Document segment:
%%

Monday, 5 January 2015

Arkham Manor #3 [The New 52] - DC Comics

ARKHAM MANOR No. 3, February 2015
Rarely has the atmosphere been quite so claustrophobic or the Dark Knight himself been ‘darker’ than in “Cold Comfort”, as a heavily disguised Bruce Wayne crawls through the ‘bones of his house’ looking for the lair of a homicidal maniac.

Los Angeles-based writer Gerry Duggan and artist Shawn Crystal have really produced the goods with this issue to the point where it is hard for the hairs upon the back of your neck not to raise up as you slowly follow an unarmed and undercover Batman edging his way between the room walls of Wayne Manor panel by gripping panel. Indeed there seems to be a perfect synergy between all of the creative team behind this comic book, starting with the disconcertingly quirky, but very well-drawn, Crystal and Dave McCaig cover illustration of the Caped Crusader chalking dead men on one of his home’s walls.

Perhaps the best element to this particular edition however has to be that Duggan throws more than a few surprises into the mix as the story progresses. So whilst many writers would just settle for scripting a tense nervy journey through the bowels of a psychiatric hospital with plenty of ‘jump scares’ just around the next panel, he constantly has the reader even more on edge as revelation after revelation is intermittently feed into the action. Perhaps such writing is only possible once a title has had a few issues published, and the characters been blessed with a fair bit of pre-build as a result but the fates of Zsasz, Seth Wickham, Eric Border and ‘the nameless man in the wheelchair’ are, in the main, serious ‘didn’t see that coming’ moments.

%%

Directions:
**1)** In the Arkham Manor #3 review, what does the cover illustration show Batman doing?
**2)** Extend the Arkham Manor #3 review by writing the next part after its final sentence.
The listing placed after this review is separate material with no connection to the comic.

Data provided:
%%

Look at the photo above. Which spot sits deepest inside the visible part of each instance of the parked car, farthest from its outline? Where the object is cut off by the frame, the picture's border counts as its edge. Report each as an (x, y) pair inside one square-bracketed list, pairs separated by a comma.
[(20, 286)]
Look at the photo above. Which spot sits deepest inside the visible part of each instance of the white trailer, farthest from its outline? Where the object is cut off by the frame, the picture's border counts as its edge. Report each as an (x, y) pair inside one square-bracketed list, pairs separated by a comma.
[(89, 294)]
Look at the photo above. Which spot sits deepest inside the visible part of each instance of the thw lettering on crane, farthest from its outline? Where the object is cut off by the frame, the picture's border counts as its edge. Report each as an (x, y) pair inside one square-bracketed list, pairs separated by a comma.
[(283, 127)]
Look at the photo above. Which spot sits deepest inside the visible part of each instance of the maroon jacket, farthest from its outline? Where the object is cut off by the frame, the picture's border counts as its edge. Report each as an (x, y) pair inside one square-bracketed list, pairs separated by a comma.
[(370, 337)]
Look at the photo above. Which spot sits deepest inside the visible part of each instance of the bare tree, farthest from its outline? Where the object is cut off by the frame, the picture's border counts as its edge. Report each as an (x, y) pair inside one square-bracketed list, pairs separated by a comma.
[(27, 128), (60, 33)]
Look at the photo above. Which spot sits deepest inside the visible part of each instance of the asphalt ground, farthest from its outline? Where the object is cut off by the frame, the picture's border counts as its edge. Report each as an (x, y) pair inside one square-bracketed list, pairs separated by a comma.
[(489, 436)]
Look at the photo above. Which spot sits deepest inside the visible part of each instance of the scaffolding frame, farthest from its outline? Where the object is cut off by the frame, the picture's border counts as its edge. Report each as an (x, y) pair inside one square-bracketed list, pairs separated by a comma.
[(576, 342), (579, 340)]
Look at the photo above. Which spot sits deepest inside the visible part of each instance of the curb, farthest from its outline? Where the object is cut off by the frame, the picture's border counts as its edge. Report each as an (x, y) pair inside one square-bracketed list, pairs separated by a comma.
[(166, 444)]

%%

Exercise responses:
**1)** Chalking dead men on one of the walls of his home.

**2)**
Shawn Crystal is equally on top of his game with his ‘unique’ somewhat awkward-looking style of pencilling clearly at its best when it’s used to depict dark, unsettling moments of mild horror. Or possibly the artist has finally settled into a drawing rhythm for this title? Whatever the reason, the composition of his pages are also first-rate, whether it be single-panel layouts depicting Bruce Wayne’s search for a bloodied axe using the clues at hand or a series of thin vertical panels emphasising the confined fist-fight between ‘Jack Shaw’ and the mysterious serial-killer.